* RECORDED DATA
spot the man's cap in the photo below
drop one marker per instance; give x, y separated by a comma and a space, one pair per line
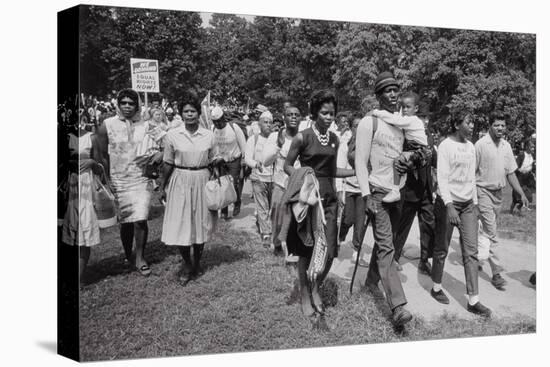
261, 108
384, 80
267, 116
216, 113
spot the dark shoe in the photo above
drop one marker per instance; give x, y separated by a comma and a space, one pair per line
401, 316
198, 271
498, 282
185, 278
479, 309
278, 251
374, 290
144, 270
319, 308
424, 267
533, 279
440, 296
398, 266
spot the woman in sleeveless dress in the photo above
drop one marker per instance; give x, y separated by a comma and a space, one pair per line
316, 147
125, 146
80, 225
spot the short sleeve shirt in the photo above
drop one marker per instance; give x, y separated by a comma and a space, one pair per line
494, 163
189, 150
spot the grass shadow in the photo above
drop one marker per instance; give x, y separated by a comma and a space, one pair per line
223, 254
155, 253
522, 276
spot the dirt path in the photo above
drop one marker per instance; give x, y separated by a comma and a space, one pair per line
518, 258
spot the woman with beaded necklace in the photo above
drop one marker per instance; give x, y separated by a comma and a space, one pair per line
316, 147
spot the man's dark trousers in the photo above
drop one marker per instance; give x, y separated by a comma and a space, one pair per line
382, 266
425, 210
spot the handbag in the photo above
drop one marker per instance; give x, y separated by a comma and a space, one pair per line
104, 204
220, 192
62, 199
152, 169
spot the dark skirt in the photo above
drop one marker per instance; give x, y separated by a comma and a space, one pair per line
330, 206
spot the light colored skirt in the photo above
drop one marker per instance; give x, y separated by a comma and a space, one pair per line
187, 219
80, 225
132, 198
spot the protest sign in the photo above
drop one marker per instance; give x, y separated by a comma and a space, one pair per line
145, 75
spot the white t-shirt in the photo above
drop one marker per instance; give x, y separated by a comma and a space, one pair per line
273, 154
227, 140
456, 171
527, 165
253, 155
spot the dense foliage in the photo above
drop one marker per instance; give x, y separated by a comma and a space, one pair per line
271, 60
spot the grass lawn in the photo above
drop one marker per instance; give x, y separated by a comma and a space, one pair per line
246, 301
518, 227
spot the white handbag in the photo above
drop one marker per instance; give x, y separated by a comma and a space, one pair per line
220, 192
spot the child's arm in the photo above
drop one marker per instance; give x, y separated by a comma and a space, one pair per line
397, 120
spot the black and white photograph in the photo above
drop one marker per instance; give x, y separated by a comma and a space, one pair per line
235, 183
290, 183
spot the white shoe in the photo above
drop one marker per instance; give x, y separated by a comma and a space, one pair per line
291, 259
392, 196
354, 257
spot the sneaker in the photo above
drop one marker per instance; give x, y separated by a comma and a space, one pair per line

==

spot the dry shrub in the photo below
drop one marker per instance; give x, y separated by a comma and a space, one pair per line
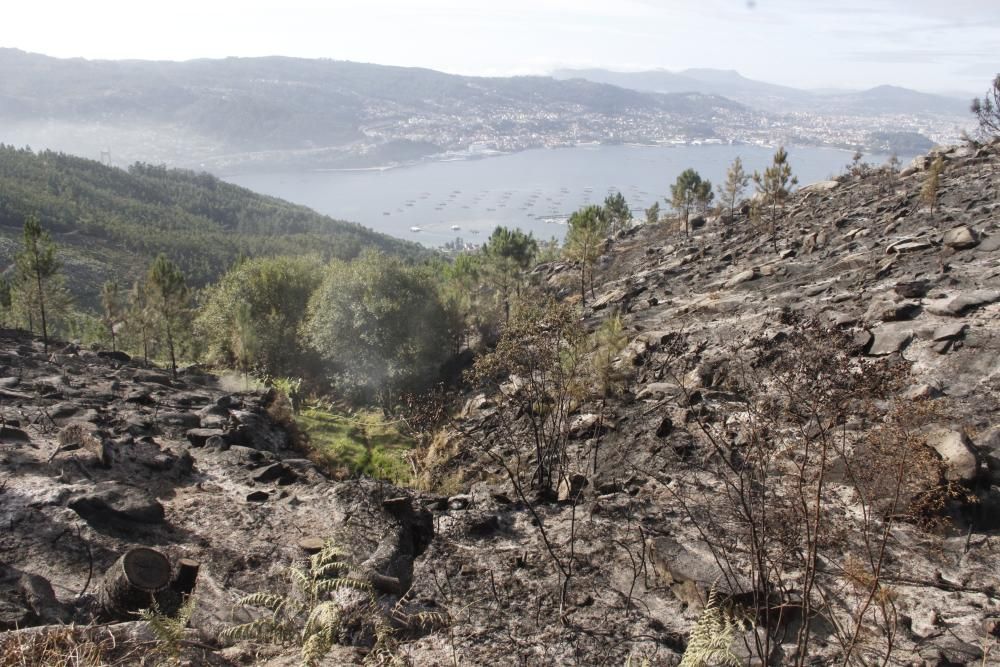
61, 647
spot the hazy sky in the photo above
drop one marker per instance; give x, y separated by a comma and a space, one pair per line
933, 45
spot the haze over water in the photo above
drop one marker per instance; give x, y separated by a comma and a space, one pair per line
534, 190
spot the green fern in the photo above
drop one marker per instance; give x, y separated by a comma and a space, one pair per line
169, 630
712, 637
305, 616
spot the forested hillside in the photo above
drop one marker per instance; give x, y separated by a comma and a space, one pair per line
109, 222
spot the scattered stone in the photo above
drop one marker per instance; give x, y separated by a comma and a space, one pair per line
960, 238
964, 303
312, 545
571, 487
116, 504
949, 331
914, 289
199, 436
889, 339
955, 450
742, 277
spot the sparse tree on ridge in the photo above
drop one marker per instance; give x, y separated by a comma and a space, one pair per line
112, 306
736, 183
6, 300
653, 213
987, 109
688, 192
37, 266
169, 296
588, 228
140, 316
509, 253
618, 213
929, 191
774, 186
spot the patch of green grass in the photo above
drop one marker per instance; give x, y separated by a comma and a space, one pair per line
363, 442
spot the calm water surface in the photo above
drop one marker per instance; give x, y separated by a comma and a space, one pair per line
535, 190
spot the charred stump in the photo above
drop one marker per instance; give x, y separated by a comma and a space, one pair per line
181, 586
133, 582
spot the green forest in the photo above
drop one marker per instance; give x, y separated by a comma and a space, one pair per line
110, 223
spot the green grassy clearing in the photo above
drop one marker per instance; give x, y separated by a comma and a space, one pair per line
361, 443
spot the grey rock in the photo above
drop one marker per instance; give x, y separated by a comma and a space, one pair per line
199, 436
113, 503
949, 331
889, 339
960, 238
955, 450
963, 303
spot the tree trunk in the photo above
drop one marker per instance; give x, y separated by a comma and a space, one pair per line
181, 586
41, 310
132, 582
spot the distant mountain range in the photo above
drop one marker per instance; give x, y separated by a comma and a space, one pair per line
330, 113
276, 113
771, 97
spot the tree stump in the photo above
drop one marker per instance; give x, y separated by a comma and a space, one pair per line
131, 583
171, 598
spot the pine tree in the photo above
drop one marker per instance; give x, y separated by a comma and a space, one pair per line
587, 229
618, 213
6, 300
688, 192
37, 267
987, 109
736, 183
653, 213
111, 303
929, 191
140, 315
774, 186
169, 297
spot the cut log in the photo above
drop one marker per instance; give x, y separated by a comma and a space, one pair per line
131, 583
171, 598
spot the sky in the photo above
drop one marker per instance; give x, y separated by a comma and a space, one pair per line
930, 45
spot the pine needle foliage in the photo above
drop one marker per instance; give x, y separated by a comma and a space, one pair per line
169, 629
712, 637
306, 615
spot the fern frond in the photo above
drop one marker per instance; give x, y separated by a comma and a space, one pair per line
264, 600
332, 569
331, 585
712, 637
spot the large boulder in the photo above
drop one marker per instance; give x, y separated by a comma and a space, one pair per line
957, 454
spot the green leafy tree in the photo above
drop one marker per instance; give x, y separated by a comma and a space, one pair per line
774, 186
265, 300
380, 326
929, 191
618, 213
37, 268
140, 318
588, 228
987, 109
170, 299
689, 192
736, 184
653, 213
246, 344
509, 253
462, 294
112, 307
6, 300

* TASK GOAL
Please pull out every line above that contains the word "foliage", copying each one in full.

* CORRECT RESPONSE
spot the dense foliage in the photo above
spot the pine needle foliage in the photo above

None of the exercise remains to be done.